EXERCISE DETAILS
Print the data that follows, exactly and completely.

Stored items
-*-

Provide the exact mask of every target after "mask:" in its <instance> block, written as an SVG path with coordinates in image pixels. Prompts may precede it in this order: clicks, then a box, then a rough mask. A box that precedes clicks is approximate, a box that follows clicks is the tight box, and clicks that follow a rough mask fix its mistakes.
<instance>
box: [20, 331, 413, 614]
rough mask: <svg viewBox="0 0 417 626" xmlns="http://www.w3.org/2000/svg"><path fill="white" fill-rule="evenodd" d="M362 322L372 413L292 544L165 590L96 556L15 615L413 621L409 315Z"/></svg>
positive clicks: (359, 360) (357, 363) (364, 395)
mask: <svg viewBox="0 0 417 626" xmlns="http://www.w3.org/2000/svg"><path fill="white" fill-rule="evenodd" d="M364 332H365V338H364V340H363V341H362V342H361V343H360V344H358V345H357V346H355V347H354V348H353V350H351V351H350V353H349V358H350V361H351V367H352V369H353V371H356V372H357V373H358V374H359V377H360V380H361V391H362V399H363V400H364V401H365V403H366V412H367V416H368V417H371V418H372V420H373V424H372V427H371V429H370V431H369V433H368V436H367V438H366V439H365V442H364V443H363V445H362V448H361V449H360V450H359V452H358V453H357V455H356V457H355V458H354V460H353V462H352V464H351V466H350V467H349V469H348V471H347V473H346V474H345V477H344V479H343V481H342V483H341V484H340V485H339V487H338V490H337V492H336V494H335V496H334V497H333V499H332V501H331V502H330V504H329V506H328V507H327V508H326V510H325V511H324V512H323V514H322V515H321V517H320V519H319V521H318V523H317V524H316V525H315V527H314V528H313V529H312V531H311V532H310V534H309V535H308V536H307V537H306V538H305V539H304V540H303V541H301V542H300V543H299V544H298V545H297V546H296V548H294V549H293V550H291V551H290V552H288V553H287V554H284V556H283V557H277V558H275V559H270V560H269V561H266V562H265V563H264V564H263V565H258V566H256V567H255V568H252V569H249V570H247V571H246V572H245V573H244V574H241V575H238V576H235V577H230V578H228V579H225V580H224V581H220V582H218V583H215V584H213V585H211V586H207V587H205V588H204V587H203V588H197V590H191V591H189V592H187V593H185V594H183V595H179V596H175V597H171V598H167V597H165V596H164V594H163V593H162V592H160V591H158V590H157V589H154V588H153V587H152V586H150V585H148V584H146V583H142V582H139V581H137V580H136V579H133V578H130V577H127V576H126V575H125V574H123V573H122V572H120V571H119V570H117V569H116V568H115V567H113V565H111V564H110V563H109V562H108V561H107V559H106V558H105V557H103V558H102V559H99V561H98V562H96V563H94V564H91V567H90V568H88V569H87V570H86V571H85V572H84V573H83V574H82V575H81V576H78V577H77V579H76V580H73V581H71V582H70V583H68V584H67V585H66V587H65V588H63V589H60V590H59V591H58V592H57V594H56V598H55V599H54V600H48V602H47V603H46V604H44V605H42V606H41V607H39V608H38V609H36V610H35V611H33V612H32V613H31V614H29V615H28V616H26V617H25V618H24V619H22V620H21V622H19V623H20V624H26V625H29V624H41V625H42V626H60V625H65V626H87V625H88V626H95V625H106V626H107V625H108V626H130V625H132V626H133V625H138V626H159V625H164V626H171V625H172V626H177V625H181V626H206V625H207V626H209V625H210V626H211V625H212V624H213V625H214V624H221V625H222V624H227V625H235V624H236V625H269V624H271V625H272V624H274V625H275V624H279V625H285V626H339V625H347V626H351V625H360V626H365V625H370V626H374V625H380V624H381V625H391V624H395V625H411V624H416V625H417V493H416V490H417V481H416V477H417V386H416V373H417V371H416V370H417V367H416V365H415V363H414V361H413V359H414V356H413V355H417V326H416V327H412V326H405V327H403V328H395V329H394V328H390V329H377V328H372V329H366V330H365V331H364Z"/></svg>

-*-

ANSWER TO THIS EXERCISE
Provide the exact mask of every target after "mask:" in its <instance> block, written as an SVG path with coordinates in image pixels. Prompts may precede it in this order: clicks, then a box, then a rough mask. A box that precedes clicks is approximate, a box that follows clicks is the tight box, and clicks that follow a rough mask fix its mistakes.
<instance>
box: [20, 331, 413, 614]
rough mask: <svg viewBox="0 0 417 626" xmlns="http://www.w3.org/2000/svg"><path fill="white" fill-rule="evenodd" d="M362 322L372 413L292 544L165 590L96 556L15 615L413 621L409 315Z"/></svg>
positive clicks: (359, 360) (357, 363) (364, 395)
mask: <svg viewBox="0 0 417 626" xmlns="http://www.w3.org/2000/svg"><path fill="white" fill-rule="evenodd" d="M364 332H365V338H364V340H363V341H362V342H361V343H360V344H358V345H357V346H355V347H354V348H353V350H351V351H350V353H349V358H350V361H351V367H352V369H353V371H356V372H357V373H358V374H359V377H360V380H361V391H362V399H363V400H364V401H365V403H366V412H367V416H368V417H371V418H372V420H373V424H372V427H371V429H370V431H369V433H368V436H367V438H366V439H365V442H364V443H363V445H362V448H361V449H360V450H359V452H358V453H357V455H356V457H355V458H354V460H353V462H352V464H351V466H350V467H349V469H348V471H347V473H346V474H345V477H344V479H343V481H342V483H341V484H340V485H339V487H338V490H337V492H336V494H335V496H334V497H333V499H332V501H331V502H330V504H329V506H328V507H327V508H326V510H325V511H324V512H323V514H322V515H321V517H320V519H319V521H318V523H317V524H316V525H315V527H314V528H313V529H312V531H311V532H310V534H309V535H308V536H307V537H306V538H305V539H304V540H303V541H301V542H300V543H299V544H298V545H297V546H296V548H294V549H293V550H291V551H290V552H288V553H287V554H284V556H283V557H277V558H275V559H270V560H269V561H266V562H265V563H264V564H263V565H258V566H256V567H255V568H252V569H249V570H247V571H246V572H245V573H244V574H241V575H238V576H235V577H230V578H228V579H225V580H224V581H220V582H218V583H215V584H213V585H211V586H207V587H205V588H204V587H203V588H197V590H191V591H189V592H187V593H185V594H183V595H179V596H175V597H171V598H167V597H165V596H164V594H163V593H162V592H160V591H158V590H157V589H154V588H153V587H152V586H150V585H148V584H146V583H142V582H139V581H137V580H136V579H133V578H130V577H127V576H126V575H125V574H123V573H122V572H120V571H119V570H117V569H116V568H115V567H113V565H111V564H110V563H109V562H108V561H107V559H106V558H105V557H103V558H102V559H99V561H98V562H96V563H94V564H91V567H90V568H88V569H87V570H86V571H85V572H84V573H83V574H82V575H81V576H78V577H77V579H76V580H73V581H71V582H70V583H68V584H67V585H66V587H65V588H63V589H60V590H59V591H58V592H57V594H56V598H55V599H54V600H48V602H47V603H46V604H44V605H42V606H41V607H39V608H38V609H36V610H35V611H33V612H32V613H31V614H29V615H28V616H26V617H25V618H24V619H22V620H21V622H19V623H20V624H26V625H29V624H41V625H42V626H60V625H65V626H87V625H88V626H95V625H106V626H107V625H108V626H130V625H132V626H133V625H138V626H159V625H164V626H171V625H172V626H177V625H181V626H206V625H207V626H209V625H210V626H211V625H212V624H213V625H214V624H221V625H222V624H227V625H235V624H236V625H269V624H271V625H272V624H274V625H275V624H279V625H285V626H339V625H347V626H351V625H360V626H365V625H370V626H374V625H380V624H381V625H391V624H395V625H411V624H416V625H417V493H416V490H417V481H416V477H417V386H416V373H417V371H416V370H417V367H416V365H415V363H414V361H413V359H414V356H413V355H417V326H416V327H412V326H405V327H403V328H395V329H394V328H390V329H377V328H372V329H366V330H365V331H364Z"/></svg>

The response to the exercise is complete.